:: Task ::
Would you please copy exactly the line with "query: atv front rack" and all lines that follow it in the data below, through the last one?

──────── Exercise inputs

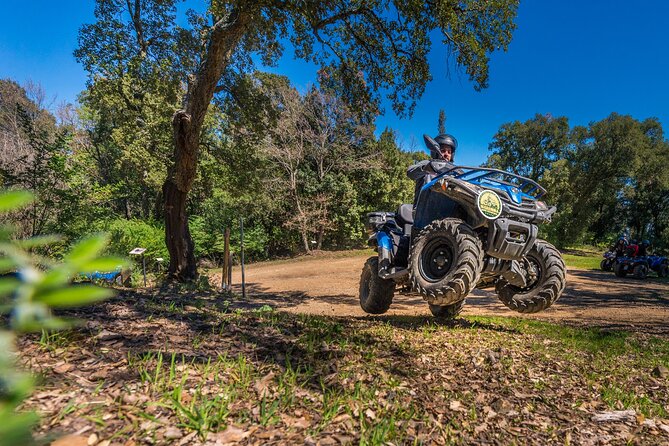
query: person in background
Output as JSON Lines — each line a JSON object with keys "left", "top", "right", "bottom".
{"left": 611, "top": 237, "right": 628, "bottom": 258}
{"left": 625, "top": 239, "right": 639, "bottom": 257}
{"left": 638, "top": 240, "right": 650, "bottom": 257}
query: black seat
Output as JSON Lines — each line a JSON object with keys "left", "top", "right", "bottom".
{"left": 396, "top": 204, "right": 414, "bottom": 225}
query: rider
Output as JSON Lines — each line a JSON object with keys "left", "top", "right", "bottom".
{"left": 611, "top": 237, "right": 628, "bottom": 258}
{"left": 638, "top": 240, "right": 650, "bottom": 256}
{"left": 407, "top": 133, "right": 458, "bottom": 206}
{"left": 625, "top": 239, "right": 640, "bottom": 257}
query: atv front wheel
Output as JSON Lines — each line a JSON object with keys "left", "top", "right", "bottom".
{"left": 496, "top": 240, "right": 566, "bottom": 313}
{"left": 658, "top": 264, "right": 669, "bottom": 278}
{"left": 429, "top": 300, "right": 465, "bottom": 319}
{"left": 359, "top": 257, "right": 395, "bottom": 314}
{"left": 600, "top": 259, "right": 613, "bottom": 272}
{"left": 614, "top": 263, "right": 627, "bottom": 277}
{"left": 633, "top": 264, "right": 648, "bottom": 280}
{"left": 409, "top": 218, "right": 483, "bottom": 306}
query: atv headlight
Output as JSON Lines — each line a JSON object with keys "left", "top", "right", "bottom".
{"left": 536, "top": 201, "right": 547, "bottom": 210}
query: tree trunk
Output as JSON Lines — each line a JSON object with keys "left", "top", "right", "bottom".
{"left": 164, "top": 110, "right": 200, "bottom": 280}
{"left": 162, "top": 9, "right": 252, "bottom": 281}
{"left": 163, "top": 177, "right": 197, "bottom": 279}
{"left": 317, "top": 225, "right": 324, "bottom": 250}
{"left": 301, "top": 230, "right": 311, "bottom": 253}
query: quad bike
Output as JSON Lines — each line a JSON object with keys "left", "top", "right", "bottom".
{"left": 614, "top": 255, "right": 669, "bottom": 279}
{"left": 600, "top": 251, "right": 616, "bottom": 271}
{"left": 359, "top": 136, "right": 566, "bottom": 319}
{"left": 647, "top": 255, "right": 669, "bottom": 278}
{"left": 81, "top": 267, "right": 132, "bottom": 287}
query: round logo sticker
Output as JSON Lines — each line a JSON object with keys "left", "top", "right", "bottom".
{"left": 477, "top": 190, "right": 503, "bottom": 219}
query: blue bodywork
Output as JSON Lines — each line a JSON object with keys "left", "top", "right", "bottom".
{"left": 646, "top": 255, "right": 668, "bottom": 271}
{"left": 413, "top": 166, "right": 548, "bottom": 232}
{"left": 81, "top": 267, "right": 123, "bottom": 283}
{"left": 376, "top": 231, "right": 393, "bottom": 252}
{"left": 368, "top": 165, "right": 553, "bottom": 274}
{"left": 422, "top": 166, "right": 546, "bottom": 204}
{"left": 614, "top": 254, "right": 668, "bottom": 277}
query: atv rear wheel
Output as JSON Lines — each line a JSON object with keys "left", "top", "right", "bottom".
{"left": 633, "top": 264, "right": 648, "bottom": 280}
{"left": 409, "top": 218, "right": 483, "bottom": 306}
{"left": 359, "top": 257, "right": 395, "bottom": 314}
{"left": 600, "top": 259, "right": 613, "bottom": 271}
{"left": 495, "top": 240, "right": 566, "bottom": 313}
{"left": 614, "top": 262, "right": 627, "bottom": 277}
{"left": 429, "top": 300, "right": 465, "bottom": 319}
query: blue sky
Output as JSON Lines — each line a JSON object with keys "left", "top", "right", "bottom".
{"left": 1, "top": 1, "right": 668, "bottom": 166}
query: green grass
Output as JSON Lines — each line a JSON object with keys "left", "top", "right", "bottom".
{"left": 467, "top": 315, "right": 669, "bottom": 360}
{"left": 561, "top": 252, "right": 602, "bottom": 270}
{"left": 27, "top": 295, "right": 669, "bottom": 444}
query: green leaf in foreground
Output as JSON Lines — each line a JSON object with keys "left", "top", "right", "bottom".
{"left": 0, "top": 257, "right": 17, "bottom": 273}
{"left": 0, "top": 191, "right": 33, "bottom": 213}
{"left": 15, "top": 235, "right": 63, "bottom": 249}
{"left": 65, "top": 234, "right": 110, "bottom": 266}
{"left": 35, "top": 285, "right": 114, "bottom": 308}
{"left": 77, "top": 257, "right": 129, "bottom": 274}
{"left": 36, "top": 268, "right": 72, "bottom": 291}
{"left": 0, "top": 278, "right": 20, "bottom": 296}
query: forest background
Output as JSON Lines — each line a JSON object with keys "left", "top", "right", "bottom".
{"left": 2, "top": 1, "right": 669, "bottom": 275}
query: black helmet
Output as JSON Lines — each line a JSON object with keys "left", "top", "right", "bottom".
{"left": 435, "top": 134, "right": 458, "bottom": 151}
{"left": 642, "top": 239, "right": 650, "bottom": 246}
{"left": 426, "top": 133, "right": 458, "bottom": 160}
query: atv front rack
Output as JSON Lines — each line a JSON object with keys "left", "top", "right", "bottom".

────────────────

:: Expected answer ::
query: atv front rack
Output as JSON Lines — each line a JSON object with keys "left", "top", "right", "bottom".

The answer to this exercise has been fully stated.